--- Given exercise ---
Leave out every picture, and return exactly the lines from the line containing "Target: red jump flag" through the end of the records below, both inclusive.

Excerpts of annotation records

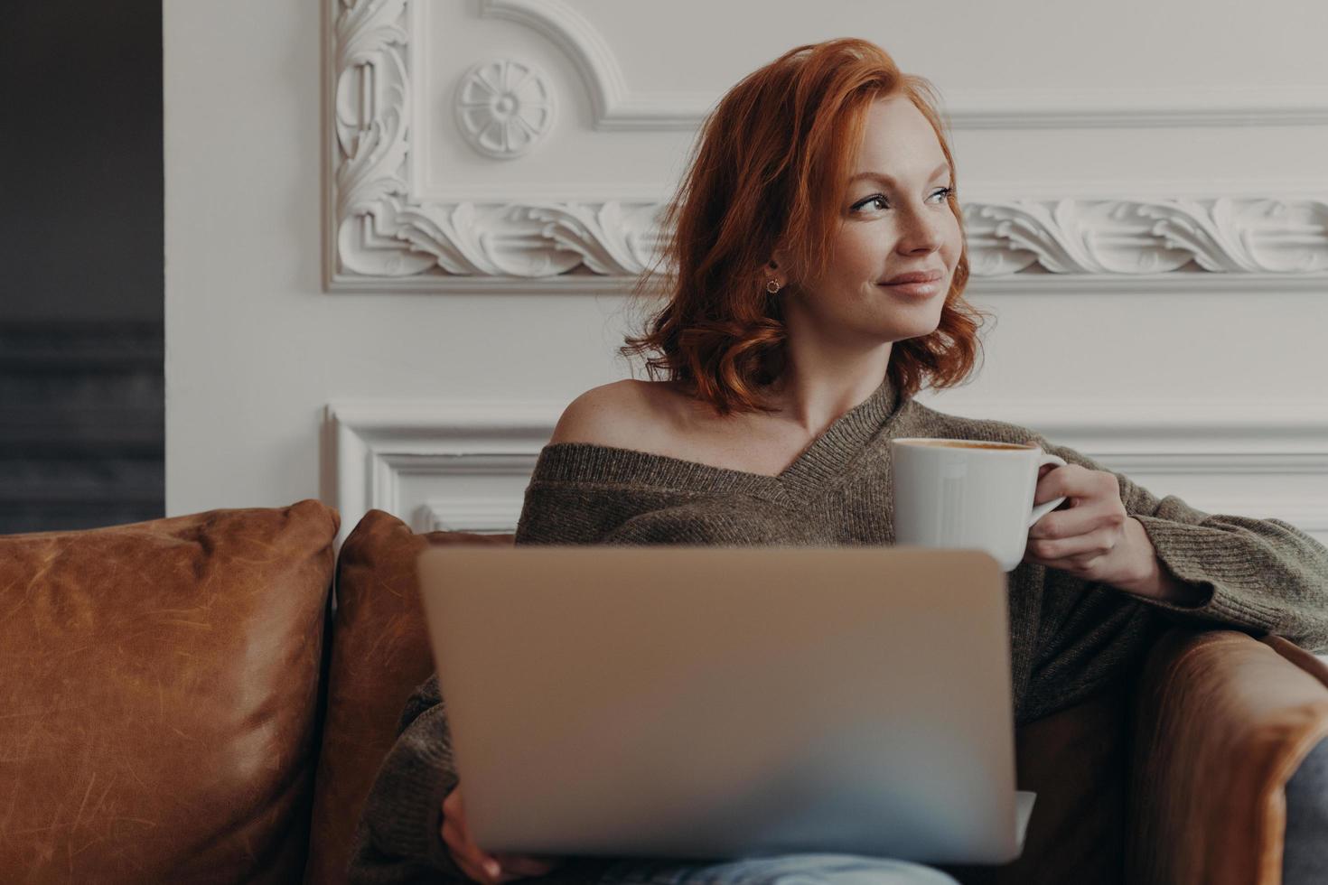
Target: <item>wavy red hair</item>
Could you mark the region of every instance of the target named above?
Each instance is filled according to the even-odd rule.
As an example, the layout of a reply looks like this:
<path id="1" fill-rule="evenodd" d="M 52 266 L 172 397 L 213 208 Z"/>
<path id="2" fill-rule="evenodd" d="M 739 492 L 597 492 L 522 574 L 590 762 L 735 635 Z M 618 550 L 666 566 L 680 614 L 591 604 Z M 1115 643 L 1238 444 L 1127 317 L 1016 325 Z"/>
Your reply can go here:
<path id="1" fill-rule="evenodd" d="M 782 248 L 798 276 L 825 269 L 866 110 L 900 94 L 931 122 L 954 175 L 935 88 L 900 73 L 866 40 L 798 46 L 730 89 L 701 126 L 661 220 L 659 261 L 635 288 L 665 304 L 619 353 L 656 352 L 645 360 L 651 378 L 663 372 L 720 415 L 772 411 L 761 389 L 784 370 L 788 334 L 784 293 L 766 292 L 764 267 Z M 950 207 L 963 232 L 955 192 Z M 956 386 L 972 372 L 987 314 L 963 300 L 967 284 L 965 236 L 936 330 L 891 349 L 888 372 L 902 397 L 924 382 Z"/>

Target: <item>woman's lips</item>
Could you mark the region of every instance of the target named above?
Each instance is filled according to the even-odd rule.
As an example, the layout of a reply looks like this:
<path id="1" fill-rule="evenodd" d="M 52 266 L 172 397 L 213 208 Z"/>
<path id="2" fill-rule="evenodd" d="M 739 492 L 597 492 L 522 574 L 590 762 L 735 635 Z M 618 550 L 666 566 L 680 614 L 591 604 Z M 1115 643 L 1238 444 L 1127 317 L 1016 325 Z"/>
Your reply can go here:
<path id="1" fill-rule="evenodd" d="M 899 295 L 911 295 L 915 297 L 928 297 L 940 292 L 940 287 L 944 280 L 935 280 L 934 283 L 878 283 L 891 292 L 898 292 Z"/>

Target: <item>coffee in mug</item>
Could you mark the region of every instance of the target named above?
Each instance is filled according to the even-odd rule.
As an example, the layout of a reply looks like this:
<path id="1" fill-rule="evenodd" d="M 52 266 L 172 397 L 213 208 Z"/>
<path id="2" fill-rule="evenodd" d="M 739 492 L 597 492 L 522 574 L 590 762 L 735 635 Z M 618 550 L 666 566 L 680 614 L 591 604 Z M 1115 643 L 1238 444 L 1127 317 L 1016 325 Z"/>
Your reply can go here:
<path id="1" fill-rule="evenodd" d="M 1038 468 L 1065 466 L 1037 446 L 914 437 L 891 439 L 890 460 L 895 544 L 980 549 L 1007 572 L 1033 523 L 1065 502 L 1033 507 Z"/>

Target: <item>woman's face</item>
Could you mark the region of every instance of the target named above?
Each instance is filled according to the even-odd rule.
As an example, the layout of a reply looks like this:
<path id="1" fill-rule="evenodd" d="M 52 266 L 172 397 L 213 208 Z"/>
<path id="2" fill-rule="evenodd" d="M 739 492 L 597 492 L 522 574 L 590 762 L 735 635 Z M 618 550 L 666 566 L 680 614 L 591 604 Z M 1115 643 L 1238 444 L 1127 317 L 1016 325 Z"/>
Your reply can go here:
<path id="1" fill-rule="evenodd" d="M 790 332 L 880 344 L 931 334 L 959 264 L 963 236 L 947 196 L 950 165 L 931 123 L 899 96 L 872 102 L 857 167 L 839 207 L 825 273 L 802 279 L 785 305 Z M 887 285 L 938 272 L 931 292 Z"/>

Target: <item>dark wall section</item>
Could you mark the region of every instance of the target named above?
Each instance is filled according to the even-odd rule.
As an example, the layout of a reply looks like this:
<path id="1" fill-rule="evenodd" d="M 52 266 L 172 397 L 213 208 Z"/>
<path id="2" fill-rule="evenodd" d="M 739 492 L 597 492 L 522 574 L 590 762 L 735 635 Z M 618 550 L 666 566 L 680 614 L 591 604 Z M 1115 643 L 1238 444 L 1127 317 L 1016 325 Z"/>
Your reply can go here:
<path id="1" fill-rule="evenodd" d="M 159 0 L 0 25 L 0 533 L 165 512 Z"/>

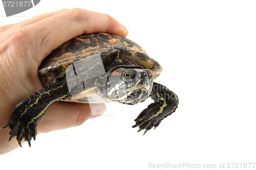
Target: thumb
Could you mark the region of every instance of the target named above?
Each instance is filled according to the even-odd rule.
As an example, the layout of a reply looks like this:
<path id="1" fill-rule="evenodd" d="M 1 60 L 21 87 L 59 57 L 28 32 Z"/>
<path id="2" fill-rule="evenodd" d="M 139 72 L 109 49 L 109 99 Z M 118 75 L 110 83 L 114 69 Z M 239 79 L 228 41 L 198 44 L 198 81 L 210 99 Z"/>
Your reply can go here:
<path id="1" fill-rule="evenodd" d="M 79 126 L 88 119 L 103 114 L 105 110 L 104 104 L 56 102 L 49 107 L 38 123 L 37 131 L 47 133 Z"/>

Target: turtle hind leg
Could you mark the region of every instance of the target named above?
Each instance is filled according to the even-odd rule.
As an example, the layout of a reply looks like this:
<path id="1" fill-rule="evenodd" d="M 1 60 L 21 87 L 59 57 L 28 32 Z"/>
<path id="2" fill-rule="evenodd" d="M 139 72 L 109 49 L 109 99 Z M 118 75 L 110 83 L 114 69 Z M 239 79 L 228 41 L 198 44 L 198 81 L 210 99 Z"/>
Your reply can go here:
<path id="1" fill-rule="evenodd" d="M 4 128 L 10 129 L 9 140 L 16 136 L 20 147 L 24 139 L 30 146 L 35 139 L 37 123 L 54 102 L 69 96 L 66 81 L 53 84 L 24 99 L 16 106 L 9 122 Z"/>
<path id="2" fill-rule="evenodd" d="M 161 122 L 175 112 L 179 100 L 177 95 L 165 86 L 154 82 L 151 94 L 154 103 L 144 109 L 135 120 L 133 128 L 139 127 L 138 132 L 144 130 L 145 134 L 152 128 L 157 127 Z"/>

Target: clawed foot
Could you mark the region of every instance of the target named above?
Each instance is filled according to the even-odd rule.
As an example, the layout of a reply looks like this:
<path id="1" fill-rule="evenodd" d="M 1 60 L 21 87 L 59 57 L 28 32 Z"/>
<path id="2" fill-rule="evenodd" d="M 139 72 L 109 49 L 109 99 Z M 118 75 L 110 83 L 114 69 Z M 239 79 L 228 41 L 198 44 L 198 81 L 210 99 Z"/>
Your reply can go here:
<path id="1" fill-rule="evenodd" d="M 141 112 L 135 120 L 136 124 L 133 126 L 139 127 L 138 132 L 145 129 L 143 135 L 153 127 L 156 129 L 164 118 L 175 112 L 179 104 L 178 96 L 175 93 L 155 82 L 151 97 L 154 103 Z"/>
<path id="2" fill-rule="evenodd" d="M 136 122 L 136 124 L 132 127 L 135 128 L 138 127 L 139 129 L 137 131 L 138 132 L 145 129 L 143 135 L 147 131 L 151 130 L 153 127 L 155 128 L 154 129 L 156 129 L 164 118 L 161 116 L 157 116 L 156 115 L 153 114 L 157 112 L 155 110 L 155 108 L 153 106 L 151 106 L 154 103 L 152 103 L 150 105 L 148 108 L 142 111 L 137 118 L 134 120 Z"/>
<path id="3" fill-rule="evenodd" d="M 35 140 L 36 136 L 36 124 L 32 123 L 24 125 L 23 125 L 22 122 L 13 124 L 10 121 L 3 128 L 9 127 L 11 129 L 9 133 L 10 138 L 9 139 L 9 141 L 11 140 L 15 136 L 17 136 L 16 139 L 20 147 L 22 148 L 22 141 L 23 140 L 27 141 L 29 146 L 31 147 L 30 141 L 32 138 Z"/>

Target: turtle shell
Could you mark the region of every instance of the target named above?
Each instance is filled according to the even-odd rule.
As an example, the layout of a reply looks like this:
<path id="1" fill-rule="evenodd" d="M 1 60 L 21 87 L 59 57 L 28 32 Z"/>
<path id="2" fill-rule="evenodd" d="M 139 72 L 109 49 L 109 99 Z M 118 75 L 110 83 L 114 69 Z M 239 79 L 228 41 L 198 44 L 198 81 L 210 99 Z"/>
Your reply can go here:
<path id="1" fill-rule="evenodd" d="M 46 87 L 62 80 L 70 65 L 98 54 L 106 72 L 119 65 L 135 65 L 150 69 L 155 79 L 162 71 L 157 61 L 127 38 L 107 33 L 83 34 L 63 43 L 43 61 L 38 69 L 42 84 Z"/>

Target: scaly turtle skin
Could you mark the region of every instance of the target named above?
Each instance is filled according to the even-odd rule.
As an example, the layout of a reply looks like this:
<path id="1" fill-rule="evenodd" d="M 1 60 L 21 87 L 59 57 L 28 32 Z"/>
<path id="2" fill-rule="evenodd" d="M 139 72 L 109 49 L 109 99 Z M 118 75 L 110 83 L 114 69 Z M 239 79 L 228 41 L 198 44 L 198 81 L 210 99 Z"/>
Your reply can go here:
<path id="1" fill-rule="evenodd" d="M 177 96 L 153 82 L 161 71 L 157 62 L 125 38 L 106 33 L 75 37 L 42 62 L 38 75 L 45 87 L 16 106 L 4 127 L 11 130 L 9 140 L 17 136 L 20 147 L 23 139 L 30 146 L 32 138 L 35 140 L 37 123 L 54 102 L 134 105 L 151 96 L 154 103 L 141 112 L 133 126 L 138 127 L 138 131 L 145 130 L 145 133 L 178 107 Z"/>

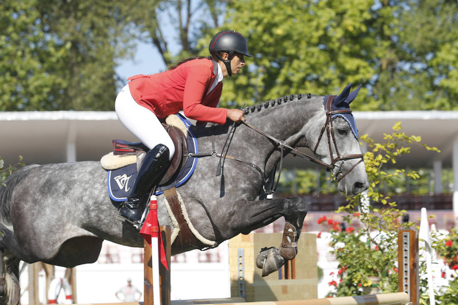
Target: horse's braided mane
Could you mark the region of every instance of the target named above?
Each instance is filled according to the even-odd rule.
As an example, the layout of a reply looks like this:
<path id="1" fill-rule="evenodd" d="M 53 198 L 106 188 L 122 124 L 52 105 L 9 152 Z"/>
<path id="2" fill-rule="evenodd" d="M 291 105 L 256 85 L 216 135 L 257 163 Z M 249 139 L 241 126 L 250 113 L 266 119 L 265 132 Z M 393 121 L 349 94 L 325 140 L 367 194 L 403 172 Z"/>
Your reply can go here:
<path id="1" fill-rule="evenodd" d="M 297 95 L 292 94 L 289 96 L 285 96 L 284 97 L 281 97 L 281 98 L 278 98 L 278 99 L 270 100 L 267 102 L 262 102 L 259 104 L 247 107 L 244 109 L 244 114 L 246 115 L 250 112 L 254 112 L 256 111 L 260 111 L 263 109 L 269 107 L 272 108 L 276 105 L 281 105 L 283 103 L 287 103 L 288 101 L 293 101 L 295 99 L 299 100 L 303 97 L 306 97 L 307 99 L 311 99 L 312 96 L 313 96 L 310 93 L 307 93 L 306 95 L 299 94 Z"/>
<path id="2" fill-rule="evenodd" d="M 14 187 L 30 172 L 30 170 L 38 166 L 33 164 L 14 172 L 12 175 L 7 178 L 5 181 L 6 187 L 0 186 L 0 222 L 5 225 L 11 224 L 10 219 L 10 207 L 11 204 L 11 197 Z"/>

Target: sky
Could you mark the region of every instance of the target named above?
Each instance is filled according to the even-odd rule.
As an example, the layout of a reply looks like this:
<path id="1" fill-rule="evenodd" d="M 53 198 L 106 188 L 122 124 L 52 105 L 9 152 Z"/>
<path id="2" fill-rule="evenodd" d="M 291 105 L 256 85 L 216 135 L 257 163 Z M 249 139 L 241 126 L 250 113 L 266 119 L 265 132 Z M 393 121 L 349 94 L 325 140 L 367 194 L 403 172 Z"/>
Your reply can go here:
<path id="1" fill-rule="evenodd" d="M 115 71 L 124 80 L 125 85 L 127 83 L 127 79 L 133 75 L 153 74 L 164 70 L 164 62 L 153 44 L 139 42 L 133 59 L 123 60 Z"/>

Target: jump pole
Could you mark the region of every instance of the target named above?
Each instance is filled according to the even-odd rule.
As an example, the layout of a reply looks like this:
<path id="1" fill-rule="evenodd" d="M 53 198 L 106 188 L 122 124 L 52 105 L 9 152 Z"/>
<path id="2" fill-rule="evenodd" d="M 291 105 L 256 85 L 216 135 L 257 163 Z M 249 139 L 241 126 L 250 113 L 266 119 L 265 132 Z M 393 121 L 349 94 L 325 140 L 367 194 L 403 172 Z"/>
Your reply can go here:
<path id="1" fill-rule="evenodd" d="M 397 253 L 398 291 L 407 293 L 412 305 L 420 305 L 418 230 L 398 231 Z"/>
<path id="2" fill-rule="evenodd" d="M 171 228 L 161 226 L 160 233 L 164 242 L 167 263 L 170 266 L 171 253 Z M 170 300 L 170 271 L 161 264 L 160 265 L 161 303 L 154 305 L 191 305 L 197 304 L 221 304 L 229 305 L 419 305 L 420 294 L 418 267 L 418 231 L 417 230 L 399 230 L 398 236 L 398 259 L 399 292 L 355 296 L 346 296 L 324 299 L 295 300 L 289 301 L 240 302 L 239 299 L 182 300 Z M 144 305 L 153 305 L 153 279 L 151 272 L 151 248 L 145 242 L 145 302 Z M 127 303 L 126 303 L 127 305 Z"/>

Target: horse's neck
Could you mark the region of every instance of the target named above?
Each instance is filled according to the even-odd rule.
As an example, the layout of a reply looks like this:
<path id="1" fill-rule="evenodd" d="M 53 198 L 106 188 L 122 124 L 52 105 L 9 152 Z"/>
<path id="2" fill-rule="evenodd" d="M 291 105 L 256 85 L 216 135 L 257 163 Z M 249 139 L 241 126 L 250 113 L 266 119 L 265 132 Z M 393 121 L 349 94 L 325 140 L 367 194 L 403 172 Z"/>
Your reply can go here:
<path id="1" fill-rule="evenodd" d="M 310 118 L 321 112 L 324 113 L 323 97 L 314 96 L 310 99 L 302 97 L 298 99 L 295 96 L 292 100 L 289 98 L 280 99 L 280 104 L 276 101 L 273 106 L 270 102 L 267 107 L 254 106 L 254 111 L 245 116 L 247 122 L 256 126 L 265 133 L 279 140 L 284 140 L 289 145 L 295 146 L 304 135 L 304 129 L 307 125 L 312 124 Z M 266 102 L 267 103 L 267 102 Z M 248 127 L 244 127 L 246 130 Z M 259 159 L 263 160 L 262 168 L 266 172 L 273 169 L 280 159 L 280 151 L 276 144 L 265 136 L 251 131 L 244 130 L 243 133 L 249 133 L 250 136 L 245 139 L 247 145 L 256 145 L 256 153 Z"/>

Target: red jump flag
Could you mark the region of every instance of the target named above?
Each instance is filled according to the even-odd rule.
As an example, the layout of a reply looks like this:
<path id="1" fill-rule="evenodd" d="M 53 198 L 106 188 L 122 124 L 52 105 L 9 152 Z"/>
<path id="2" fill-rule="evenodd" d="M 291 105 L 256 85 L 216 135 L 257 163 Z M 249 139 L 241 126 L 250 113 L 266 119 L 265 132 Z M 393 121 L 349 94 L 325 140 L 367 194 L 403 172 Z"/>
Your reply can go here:
<path id="1" fill-rule="evenodd" d="M 159 243 L 159 260 L 168 270 L 168 265 L 167 263 L 167 257 L 165 256 L 165 249 L 164 248 L 164 242 L 162 235 L 160 234 L 159 222 L 157 220 L 157 200 L 155 196 L 152 196 L 150 201 L 150 212 L 147 216 L 146 219 L 140 229 L 140 234 L 146 240 L 150 247 L 151 247 L 152 238 L 157 238 Z"/>

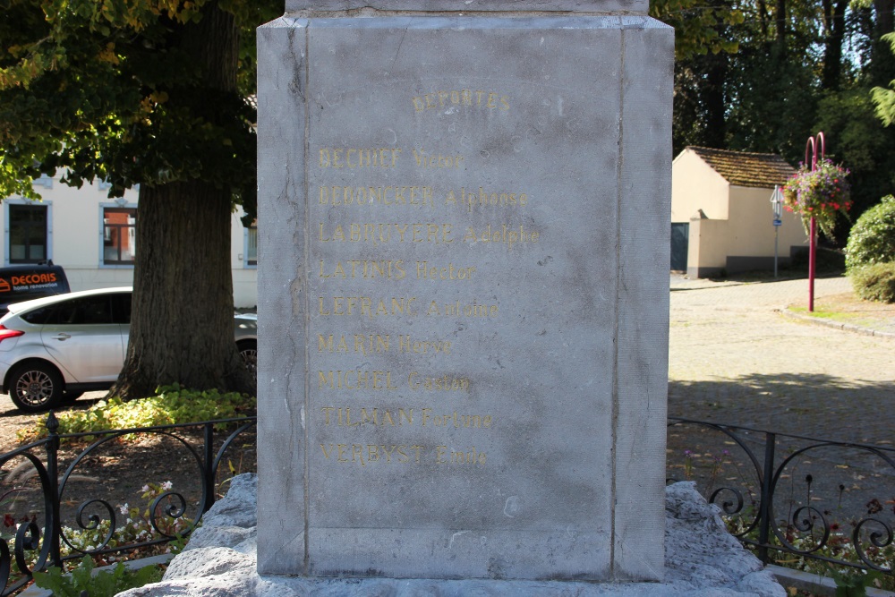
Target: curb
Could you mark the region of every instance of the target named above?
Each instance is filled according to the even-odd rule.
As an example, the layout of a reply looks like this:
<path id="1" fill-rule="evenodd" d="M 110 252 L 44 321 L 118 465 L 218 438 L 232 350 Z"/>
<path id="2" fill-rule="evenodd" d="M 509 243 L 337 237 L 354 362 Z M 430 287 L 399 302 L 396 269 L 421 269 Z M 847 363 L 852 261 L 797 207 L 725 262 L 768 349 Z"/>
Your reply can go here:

--- Answer for this exercise ---
Target: red jump flag
Could you mark the region of every instance of the target named above?
Each instance is filled according to the even-odd rule.
As an example, the layout of a reply looks like this:
<path id="1" fill-rule="evenodd" d="M 53 198 L 106 188 L 122 124 L 52 105 L 9 152 Z"/>
<path id="2" fill-rule="evenodd" d="M 291 105 L 256 85 L 216 135 L 257 163 Z M 249 139 L 241 126 L 250 113 L 266 119 L 265 132 Z M 393 121 L 349 94 L 325 140 L 367 194 L 403 172 Z"/>
Your reply can go here:
<path id="1" fill-rule="evenodd" d="M 159 243 L 159 260 L 168 270 L 168 265 L 167 263 L 167 257 L 165 256 L 165 249 L 164 248 L 164 242 L 162 235 L 160 234 L 159 222 L 157 220 L 157 200 L 155 196 L 152 196 L 150 201 L 150 212 L 147 216 L 146 219 L 140 229 L 140 234 L 146 240 L 150 247 L 151 247 L 152 238 L 157 238 Z"/>

Target: curb
Could you mark the region of every instance of the target named above?
Each instance is filled according to the even-odd rule.
As an example, the layout of a reply looks like this:
<path id="1" fill-rule="evenodd" d="M 110 252 L 44 321 L 118 465 L 218 438 L 232 350 Z"/>
<path id="2" fill-rule="evenodd" d="M 509 243 L 337 237 L 354 362 Z M 430 287 L 399 302 L 396 269 L 421 269 Z M 847 363 L 852 261 L 797 207 L 725 262 L 768 349 Z"/>
Your reply can go here:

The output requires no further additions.